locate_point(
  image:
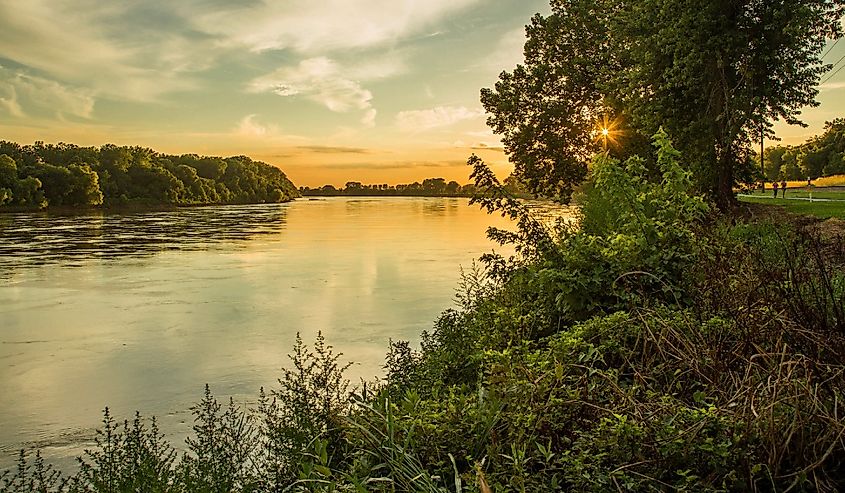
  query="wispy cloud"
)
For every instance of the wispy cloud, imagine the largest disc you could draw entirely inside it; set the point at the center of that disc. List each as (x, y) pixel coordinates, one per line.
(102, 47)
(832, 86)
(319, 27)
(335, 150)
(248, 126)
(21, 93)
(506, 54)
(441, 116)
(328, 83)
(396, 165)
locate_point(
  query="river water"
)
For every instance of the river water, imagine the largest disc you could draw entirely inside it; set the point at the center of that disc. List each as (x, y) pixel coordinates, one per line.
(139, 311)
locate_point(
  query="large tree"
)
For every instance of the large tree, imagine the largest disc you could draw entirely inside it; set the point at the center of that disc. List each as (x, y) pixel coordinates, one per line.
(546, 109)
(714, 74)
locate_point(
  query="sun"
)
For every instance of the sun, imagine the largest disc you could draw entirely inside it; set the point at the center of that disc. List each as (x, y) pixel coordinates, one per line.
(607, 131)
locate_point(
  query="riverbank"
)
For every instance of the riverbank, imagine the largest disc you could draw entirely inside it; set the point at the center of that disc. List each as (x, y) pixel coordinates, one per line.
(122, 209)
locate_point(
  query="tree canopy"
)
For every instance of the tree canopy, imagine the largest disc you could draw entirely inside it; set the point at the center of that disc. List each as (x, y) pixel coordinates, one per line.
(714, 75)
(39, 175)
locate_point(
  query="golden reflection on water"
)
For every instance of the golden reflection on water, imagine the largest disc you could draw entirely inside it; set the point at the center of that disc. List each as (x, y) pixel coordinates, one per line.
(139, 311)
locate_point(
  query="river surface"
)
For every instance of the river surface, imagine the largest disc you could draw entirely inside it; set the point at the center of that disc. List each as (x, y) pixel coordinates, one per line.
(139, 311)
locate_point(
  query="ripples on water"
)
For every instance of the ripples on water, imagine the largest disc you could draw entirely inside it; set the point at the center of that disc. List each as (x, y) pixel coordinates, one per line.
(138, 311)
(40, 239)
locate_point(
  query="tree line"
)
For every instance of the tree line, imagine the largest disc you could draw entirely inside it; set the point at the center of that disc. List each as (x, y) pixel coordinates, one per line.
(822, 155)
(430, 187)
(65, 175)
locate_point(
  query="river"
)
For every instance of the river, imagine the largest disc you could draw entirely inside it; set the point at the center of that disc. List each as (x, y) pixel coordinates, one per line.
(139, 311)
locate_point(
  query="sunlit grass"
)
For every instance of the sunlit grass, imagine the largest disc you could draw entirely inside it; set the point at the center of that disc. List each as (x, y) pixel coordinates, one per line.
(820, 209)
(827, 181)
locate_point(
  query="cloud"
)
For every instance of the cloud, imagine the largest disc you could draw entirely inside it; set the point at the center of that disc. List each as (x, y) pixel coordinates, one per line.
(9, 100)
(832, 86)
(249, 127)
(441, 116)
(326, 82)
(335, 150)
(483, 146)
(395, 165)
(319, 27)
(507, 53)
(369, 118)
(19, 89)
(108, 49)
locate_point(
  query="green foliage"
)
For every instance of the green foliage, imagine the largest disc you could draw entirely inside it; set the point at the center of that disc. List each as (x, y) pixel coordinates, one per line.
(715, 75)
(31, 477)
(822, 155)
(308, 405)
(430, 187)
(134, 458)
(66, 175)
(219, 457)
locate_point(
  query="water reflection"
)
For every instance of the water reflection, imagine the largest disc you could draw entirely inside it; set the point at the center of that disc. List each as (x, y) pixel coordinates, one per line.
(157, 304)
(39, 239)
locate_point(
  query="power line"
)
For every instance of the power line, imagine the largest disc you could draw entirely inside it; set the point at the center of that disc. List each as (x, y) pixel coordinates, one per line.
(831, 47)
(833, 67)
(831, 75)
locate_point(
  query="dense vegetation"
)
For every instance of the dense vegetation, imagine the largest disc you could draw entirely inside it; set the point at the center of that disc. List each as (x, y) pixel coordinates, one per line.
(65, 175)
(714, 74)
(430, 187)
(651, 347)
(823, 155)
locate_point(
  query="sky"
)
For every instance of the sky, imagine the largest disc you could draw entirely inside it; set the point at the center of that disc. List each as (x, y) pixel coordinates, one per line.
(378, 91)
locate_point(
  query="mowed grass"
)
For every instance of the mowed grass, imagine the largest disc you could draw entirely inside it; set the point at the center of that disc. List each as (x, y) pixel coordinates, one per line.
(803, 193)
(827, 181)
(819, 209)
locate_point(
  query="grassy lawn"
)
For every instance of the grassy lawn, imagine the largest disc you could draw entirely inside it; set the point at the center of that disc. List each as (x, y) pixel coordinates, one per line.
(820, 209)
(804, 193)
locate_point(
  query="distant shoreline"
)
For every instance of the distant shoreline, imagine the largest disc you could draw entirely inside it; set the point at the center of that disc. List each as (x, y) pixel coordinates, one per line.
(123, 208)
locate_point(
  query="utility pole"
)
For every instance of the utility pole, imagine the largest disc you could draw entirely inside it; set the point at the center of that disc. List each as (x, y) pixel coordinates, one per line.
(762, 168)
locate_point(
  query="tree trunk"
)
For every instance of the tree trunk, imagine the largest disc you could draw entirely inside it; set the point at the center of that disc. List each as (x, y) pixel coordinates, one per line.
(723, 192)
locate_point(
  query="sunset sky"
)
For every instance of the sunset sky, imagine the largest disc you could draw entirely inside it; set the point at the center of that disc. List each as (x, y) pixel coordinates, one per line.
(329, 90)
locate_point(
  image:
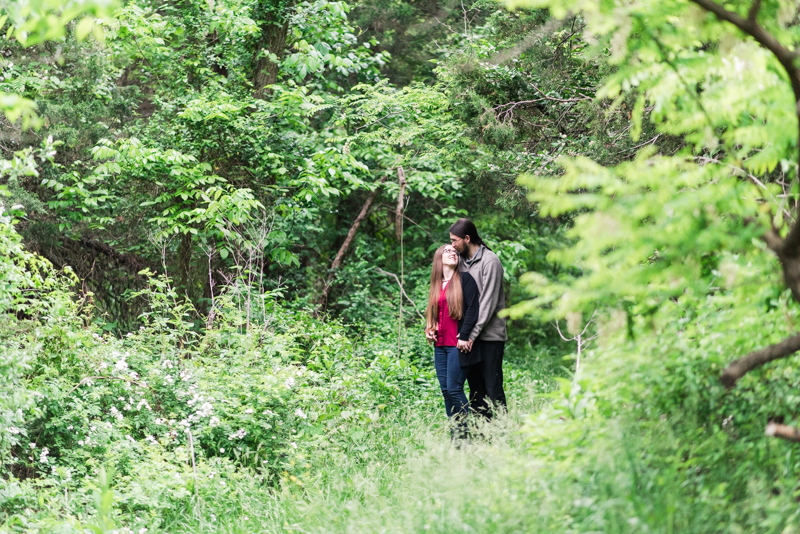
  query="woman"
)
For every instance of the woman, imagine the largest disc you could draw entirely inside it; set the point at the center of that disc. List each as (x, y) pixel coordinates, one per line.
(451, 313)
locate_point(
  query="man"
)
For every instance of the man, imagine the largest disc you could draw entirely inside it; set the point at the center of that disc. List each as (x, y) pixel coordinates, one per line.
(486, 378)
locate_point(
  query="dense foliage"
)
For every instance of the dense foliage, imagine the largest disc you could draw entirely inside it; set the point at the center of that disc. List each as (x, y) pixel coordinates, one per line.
━━━━
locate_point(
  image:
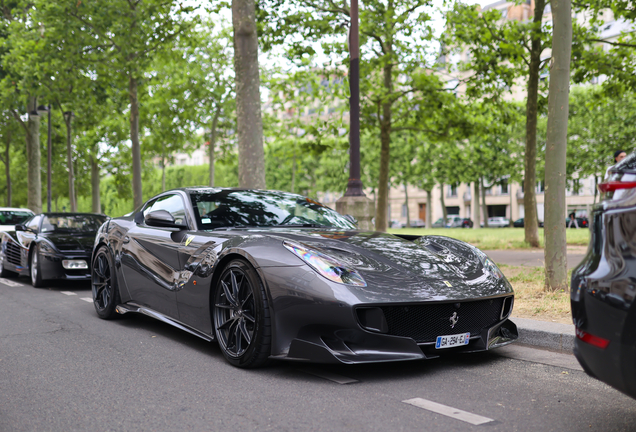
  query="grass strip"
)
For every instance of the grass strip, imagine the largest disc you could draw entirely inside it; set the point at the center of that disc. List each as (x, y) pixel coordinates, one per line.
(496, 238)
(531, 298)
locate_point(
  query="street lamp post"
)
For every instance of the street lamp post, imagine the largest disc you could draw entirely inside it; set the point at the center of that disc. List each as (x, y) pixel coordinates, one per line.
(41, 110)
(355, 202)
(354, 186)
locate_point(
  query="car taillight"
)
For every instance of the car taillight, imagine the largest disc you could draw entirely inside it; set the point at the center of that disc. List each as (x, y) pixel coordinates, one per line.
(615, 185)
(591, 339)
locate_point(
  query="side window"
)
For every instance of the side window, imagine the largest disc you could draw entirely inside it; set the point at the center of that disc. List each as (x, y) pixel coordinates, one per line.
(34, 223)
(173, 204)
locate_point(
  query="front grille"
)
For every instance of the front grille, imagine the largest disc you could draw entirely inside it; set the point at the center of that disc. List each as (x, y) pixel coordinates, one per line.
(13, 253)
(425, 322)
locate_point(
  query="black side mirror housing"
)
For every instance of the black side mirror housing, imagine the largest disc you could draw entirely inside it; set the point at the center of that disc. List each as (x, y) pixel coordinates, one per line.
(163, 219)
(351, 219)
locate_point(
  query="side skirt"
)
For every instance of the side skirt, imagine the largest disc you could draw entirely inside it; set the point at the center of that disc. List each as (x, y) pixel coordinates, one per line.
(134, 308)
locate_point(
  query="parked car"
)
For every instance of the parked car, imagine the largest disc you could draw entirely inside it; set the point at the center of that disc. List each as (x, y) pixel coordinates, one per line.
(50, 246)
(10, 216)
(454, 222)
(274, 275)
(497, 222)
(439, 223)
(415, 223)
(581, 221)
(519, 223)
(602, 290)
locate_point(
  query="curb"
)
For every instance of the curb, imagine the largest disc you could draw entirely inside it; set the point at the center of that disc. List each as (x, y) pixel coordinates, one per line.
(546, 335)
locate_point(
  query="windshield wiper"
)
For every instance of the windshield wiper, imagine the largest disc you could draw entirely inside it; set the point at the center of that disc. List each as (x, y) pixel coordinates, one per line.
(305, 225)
━━━━
OBJECTIVE:
Collect every line in the entries above that contains the string "wispy". Case matters.

EXERCISE OUTPUT:
  query="wispy cloud"
For every instance of the wispy cloud, imagine the largest disc you could draw entirely inside it; set the point at the center of that disc. List each as (x, y) pixel coordinates, one per line.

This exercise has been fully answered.